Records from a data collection

_____

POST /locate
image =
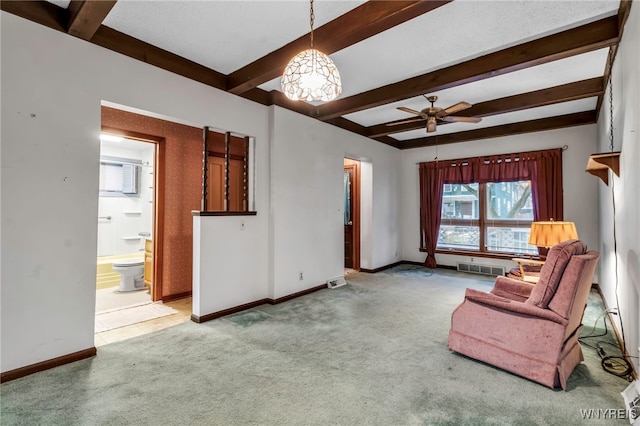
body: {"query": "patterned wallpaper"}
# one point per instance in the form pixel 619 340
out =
pixel 182 180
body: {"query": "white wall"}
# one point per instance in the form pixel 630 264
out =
pixel 221 281
pixel 621 284
pixel 52 88
pixel 580 189
pixel 307 158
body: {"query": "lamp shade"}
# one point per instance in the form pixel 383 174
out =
pixel 548 234
pixel 311 76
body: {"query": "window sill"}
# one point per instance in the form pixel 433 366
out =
pixel 471 253
pixel 221 213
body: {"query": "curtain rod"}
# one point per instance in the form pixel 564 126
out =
pixel 563 147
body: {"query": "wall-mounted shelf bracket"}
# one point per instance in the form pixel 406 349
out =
pixel 599 165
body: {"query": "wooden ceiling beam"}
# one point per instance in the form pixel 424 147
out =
pixel 85 17
pixel 539 125
pixel 623 15
pixel 364 21
pixel 561 45
pixel 40 12
pixel 548 96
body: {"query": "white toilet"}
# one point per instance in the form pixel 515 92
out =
pixel 131 274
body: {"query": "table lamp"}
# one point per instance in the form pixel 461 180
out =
pixel 548 234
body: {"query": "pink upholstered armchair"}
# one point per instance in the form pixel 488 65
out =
pixel 530 330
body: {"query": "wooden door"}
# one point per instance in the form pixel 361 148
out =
pixel 349 176
pixel 215 184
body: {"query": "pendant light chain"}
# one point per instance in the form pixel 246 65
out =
pixel 311 75
pixel 312 18
pixel 611 100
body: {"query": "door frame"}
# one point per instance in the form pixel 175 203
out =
pixel 355 212
pixel 158 197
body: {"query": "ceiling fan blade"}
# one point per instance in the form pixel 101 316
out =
pixel 411 120
pixel 454 108
pixel 457 119
pixel 410 111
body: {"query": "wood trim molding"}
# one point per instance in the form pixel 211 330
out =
pixel 568 43
pixel 381 268
pixel 363 22
pixel 222 213
pixel 229 311
pixel 172 297
pixel 297 294
pixel 250 305
pixel 48 364
pixel 158 196
pixel 550 123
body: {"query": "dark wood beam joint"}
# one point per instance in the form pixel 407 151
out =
pixel 568 43
pixel 542 124
pixel 567 92
pixel 40 12
pixel 85 17
pixel 364 21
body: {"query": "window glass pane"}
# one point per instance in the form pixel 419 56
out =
pixel 511 239
pixel 509 201
pixel 459 237
pixel 460 201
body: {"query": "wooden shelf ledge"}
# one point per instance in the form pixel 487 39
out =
pixel 599 165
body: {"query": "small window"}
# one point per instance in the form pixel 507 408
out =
pixel 119 177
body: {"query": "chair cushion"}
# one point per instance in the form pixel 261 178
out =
pixel 551 272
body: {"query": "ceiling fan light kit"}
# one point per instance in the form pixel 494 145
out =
pixel 434 114
pixel 311 75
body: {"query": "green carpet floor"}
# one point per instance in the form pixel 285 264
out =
pixel 373 352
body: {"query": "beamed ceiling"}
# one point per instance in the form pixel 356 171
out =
pixel 526 66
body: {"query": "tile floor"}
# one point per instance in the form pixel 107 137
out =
pixel 183 306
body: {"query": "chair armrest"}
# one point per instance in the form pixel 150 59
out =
pixel 491 300
pixel 507 287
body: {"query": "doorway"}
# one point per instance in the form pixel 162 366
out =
pixel 351 214
pixel 129 230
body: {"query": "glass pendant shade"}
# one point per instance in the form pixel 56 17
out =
pixel 311 76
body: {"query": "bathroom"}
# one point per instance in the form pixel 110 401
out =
pixel 125 223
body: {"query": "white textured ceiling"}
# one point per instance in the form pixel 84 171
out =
pixel 226 35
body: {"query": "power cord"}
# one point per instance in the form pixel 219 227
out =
pixel 618 364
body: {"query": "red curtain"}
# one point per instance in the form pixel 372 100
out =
pixel 543 168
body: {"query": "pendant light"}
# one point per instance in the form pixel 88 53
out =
pixel 311 75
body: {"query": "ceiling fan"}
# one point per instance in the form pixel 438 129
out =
pixel 434 114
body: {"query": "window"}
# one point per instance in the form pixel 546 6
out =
pixel 488 217
pixel 119 177
pixel 496 219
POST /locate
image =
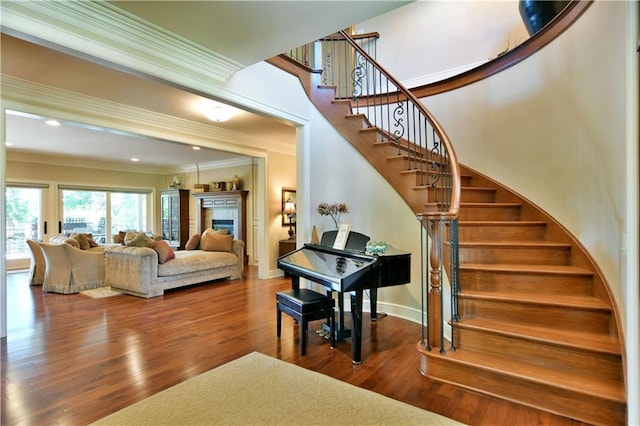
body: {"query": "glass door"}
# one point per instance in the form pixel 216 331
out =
pixel 24 220
pixel 84 212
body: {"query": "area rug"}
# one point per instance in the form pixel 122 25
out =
pixel 260 390
pixel 100 292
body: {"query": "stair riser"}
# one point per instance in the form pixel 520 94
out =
pixel 523 283
pixel 501 232
pixel 489 213
pixel 560 317
pixel 605 366
pixel 415 178
pixel 514 255
pixel 477 195
pixel 543 396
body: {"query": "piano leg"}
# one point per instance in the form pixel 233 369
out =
pixel 356 336
pixel 295 282
pixel 373 301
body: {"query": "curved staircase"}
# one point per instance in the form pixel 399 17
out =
pixel 537 323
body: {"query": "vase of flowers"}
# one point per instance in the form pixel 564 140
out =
pixel 333 210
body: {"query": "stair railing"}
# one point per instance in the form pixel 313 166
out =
pixel 347 63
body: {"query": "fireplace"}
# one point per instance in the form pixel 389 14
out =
pixel 224 224
pixel 223 210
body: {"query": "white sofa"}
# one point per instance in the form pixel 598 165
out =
pixel 137 271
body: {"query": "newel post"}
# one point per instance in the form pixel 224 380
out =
pixel 435 284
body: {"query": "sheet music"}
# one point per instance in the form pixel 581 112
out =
pixel 341 238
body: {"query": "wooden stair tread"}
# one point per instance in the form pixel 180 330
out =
pixel 532 269
pixel 593 342
pixel 480 223
pixel 490 205
pixel 576 302
pixel 580 383
pixel 497 244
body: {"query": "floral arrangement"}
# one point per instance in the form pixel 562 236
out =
pixel 376 247
pixel 334 210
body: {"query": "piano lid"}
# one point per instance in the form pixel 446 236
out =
pixel 331 266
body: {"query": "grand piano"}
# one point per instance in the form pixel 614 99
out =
pixel 349 270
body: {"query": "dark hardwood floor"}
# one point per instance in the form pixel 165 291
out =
pixel 71 359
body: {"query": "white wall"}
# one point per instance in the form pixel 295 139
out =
pixel 426 41
pixel 337 173
pixel 554 125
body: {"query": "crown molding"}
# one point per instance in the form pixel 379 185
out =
pixel 114 37
pixel 46 100
pixel 101 30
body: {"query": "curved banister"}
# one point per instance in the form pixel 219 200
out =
pixel 557 26
pixel 454 169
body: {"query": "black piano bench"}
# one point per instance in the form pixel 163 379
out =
pixel 305 305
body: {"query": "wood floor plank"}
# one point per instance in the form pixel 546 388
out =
pixel 71 359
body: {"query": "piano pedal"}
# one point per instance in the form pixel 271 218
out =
pixel 378 315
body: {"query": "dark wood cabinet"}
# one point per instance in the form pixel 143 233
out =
pixel 287 246
pixel 174 206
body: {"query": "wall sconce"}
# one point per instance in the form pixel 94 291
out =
pixel 290 210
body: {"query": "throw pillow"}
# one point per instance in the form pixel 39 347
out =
pixel 130 235
pixel 83 241
pixel 119 237
pixel 209 231
pixel 165 252
pixel 72 242
pixel 193 243
pixel 140 240
pixel 218 242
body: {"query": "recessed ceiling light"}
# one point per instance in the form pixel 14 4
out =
pixel 218 113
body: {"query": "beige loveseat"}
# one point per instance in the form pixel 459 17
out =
pixel 137 270
pixel 66 269
pixel 71 270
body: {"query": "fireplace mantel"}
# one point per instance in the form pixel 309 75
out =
pixel 225 205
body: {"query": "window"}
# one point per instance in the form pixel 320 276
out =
pixel 23 219
pixel 103 213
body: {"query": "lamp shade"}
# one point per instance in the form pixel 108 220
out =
pixel 289 208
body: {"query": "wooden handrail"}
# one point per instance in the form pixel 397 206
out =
pixel 519 53
pixel 454 206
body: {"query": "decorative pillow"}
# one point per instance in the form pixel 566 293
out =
pixel 193 243
pixel 218 242
pixel 83 241
pixel 140 240
pixel 165 252
pixel 209 231
pixel 130 235
pixel 119 237
pixel 92 242
pixel 72 242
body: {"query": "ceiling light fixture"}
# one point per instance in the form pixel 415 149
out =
pixel 218 113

_____

The stretch of entries above that starts with the line containing "# one point per instance in the form pixel 488" and goes on through the line containing "# one point per instance in the form pixel 246" is to be transcribed exactly, and no other line is to be transcribed.

# one point per instance in the form pixel 488 65
out =
pixel 530 330
body: {"query": "wooden door"}
# one point per instance in the form pixel 361 148
out =
pixel 349 176
pixel 215 184
body: {"query": "pendant light chain"}
# one point per instance in the form pixel 246 65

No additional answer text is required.